══ INFORMATION SUPPLIED

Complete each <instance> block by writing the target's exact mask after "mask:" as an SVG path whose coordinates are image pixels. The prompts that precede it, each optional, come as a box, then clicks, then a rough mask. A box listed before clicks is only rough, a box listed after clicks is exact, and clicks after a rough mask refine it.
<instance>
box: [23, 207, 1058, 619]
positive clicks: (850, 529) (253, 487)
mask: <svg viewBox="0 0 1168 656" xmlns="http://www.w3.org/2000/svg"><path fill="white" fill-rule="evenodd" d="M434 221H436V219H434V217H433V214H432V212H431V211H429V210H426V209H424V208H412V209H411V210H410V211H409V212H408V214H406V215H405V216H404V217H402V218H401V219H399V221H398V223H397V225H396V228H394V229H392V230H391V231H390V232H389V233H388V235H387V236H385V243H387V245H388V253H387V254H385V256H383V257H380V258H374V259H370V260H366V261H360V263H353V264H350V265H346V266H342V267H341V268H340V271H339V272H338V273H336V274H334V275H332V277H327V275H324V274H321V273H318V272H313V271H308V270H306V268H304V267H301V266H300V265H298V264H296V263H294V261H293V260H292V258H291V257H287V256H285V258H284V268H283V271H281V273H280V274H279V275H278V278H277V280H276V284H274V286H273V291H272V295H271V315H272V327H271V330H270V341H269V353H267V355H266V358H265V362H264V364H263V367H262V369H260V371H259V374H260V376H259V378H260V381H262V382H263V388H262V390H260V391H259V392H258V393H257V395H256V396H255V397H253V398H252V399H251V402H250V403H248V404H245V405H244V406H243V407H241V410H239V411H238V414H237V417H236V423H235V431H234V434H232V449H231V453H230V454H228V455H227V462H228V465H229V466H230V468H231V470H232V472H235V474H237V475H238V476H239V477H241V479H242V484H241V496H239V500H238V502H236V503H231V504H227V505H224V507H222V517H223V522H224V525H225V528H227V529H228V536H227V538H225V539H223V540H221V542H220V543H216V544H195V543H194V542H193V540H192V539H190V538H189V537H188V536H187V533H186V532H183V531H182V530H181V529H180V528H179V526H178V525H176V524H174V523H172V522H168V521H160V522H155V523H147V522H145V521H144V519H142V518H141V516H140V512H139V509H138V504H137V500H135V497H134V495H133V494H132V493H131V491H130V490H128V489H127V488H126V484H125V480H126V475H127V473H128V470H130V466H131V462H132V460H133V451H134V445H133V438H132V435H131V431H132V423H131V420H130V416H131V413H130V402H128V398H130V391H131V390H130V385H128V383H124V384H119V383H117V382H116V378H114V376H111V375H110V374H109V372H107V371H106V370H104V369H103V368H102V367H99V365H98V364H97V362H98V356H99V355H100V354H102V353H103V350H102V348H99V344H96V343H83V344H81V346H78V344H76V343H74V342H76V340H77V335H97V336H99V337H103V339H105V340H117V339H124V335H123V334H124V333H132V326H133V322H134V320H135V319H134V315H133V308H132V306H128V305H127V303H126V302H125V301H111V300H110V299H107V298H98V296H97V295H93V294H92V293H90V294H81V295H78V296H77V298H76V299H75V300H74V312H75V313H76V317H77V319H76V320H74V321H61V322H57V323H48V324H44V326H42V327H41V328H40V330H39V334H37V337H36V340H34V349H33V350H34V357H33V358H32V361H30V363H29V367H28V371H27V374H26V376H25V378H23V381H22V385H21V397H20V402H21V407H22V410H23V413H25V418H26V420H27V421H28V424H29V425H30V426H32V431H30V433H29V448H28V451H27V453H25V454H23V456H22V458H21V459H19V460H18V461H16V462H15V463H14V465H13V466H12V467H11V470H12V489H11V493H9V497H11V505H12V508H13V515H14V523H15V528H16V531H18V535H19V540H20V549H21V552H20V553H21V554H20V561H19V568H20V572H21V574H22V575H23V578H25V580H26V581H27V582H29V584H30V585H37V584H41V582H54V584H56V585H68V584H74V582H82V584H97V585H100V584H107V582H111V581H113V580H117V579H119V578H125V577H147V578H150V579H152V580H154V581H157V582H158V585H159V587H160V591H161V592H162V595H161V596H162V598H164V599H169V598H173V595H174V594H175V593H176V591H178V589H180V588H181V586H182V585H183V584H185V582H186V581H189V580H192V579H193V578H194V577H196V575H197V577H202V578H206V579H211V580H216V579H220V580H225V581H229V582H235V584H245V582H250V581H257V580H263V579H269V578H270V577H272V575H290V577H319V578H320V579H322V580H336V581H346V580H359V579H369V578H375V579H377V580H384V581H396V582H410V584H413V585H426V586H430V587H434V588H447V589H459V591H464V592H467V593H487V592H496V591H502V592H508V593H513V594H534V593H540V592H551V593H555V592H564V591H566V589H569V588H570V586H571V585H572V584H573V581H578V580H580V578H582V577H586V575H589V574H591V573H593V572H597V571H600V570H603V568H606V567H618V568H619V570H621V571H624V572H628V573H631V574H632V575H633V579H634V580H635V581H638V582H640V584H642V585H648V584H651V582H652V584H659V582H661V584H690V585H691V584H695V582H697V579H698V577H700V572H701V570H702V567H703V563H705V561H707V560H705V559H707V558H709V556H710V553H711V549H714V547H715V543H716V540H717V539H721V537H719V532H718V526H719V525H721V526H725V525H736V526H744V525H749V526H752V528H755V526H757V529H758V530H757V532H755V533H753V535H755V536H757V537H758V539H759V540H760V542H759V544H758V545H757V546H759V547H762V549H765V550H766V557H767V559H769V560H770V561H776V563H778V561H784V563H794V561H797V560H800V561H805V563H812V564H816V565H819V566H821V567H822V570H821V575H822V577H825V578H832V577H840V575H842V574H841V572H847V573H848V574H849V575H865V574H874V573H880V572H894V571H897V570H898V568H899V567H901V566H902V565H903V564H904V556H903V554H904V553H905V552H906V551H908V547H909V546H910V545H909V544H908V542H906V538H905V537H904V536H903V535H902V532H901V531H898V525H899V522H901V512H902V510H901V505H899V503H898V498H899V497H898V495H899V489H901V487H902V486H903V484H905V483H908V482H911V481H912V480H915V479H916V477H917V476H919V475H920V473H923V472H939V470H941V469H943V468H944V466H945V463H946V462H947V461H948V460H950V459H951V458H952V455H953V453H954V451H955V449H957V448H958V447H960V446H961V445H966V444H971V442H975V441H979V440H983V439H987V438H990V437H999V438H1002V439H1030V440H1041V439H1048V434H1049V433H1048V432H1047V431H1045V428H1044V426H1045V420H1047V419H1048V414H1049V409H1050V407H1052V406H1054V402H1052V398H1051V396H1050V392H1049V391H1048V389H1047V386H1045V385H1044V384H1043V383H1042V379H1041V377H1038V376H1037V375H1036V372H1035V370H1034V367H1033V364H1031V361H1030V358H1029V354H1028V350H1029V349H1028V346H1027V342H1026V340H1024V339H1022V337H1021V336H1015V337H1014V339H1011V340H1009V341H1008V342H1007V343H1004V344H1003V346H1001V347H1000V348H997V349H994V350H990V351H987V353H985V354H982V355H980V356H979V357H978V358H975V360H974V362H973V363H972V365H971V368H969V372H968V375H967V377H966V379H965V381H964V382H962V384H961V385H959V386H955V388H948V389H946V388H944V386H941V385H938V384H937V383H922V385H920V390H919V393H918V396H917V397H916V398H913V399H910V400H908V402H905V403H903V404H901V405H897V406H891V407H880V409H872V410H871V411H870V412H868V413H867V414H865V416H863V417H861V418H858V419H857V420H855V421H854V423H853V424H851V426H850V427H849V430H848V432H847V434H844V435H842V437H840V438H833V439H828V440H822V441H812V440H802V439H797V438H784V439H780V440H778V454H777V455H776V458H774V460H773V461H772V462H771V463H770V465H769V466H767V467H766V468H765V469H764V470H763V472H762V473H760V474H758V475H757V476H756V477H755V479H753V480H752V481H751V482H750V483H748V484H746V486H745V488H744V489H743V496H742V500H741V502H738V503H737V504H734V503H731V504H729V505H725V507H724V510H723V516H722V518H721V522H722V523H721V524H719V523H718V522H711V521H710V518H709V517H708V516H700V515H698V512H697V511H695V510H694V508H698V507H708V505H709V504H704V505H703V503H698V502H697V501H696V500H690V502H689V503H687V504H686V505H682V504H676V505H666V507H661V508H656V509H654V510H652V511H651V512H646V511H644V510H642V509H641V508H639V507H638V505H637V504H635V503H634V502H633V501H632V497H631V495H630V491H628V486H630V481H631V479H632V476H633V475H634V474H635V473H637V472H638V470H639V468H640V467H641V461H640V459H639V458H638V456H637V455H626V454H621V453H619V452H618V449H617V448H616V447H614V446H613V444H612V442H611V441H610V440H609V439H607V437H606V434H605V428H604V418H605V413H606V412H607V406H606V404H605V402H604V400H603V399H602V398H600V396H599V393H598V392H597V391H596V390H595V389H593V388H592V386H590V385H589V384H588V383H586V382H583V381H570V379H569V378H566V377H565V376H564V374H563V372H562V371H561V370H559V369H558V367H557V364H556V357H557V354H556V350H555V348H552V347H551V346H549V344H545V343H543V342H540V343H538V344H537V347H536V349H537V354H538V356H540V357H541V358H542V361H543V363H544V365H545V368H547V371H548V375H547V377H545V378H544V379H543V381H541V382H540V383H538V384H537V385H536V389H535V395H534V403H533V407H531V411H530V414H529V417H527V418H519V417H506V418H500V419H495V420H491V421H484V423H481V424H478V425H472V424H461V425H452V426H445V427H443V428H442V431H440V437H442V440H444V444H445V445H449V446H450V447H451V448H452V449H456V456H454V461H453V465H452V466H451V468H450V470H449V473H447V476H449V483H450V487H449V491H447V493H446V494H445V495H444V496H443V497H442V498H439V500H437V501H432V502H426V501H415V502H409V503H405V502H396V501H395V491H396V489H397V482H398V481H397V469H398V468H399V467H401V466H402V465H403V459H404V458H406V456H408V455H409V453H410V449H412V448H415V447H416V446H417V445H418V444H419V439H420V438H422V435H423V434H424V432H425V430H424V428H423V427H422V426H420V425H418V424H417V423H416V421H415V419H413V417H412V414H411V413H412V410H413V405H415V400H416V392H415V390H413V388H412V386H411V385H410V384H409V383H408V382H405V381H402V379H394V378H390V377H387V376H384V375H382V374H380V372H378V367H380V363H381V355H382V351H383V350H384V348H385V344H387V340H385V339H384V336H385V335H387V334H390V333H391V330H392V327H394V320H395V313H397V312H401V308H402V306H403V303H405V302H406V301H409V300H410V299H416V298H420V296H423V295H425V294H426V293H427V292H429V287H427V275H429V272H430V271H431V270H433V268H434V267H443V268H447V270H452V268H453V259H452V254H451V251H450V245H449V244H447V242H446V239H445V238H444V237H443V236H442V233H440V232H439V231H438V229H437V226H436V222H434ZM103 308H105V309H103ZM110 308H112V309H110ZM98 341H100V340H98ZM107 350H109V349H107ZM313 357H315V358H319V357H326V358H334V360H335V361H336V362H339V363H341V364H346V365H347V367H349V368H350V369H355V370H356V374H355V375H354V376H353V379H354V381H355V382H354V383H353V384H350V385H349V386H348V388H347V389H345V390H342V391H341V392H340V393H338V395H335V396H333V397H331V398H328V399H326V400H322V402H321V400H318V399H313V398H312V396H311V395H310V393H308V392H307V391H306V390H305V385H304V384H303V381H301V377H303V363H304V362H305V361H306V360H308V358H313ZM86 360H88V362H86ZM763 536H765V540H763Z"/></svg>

════

EXERCISE BRIEF: Look for the string "clicks" in the entries above. Copy every line that has it.

SOLUTION:
Complete each <instance> block by writing the target's exact mask after "mask:" as an SVG path whose coordinates are image pixels. The prompts that precede it, each optional, come as a box, then clicks, then a rough mask. A box listed before clicks is only rough, a box listed after clicks is exact, and clicks after a rough mask refine it.
positive clicks: (850, 529) (253, 487)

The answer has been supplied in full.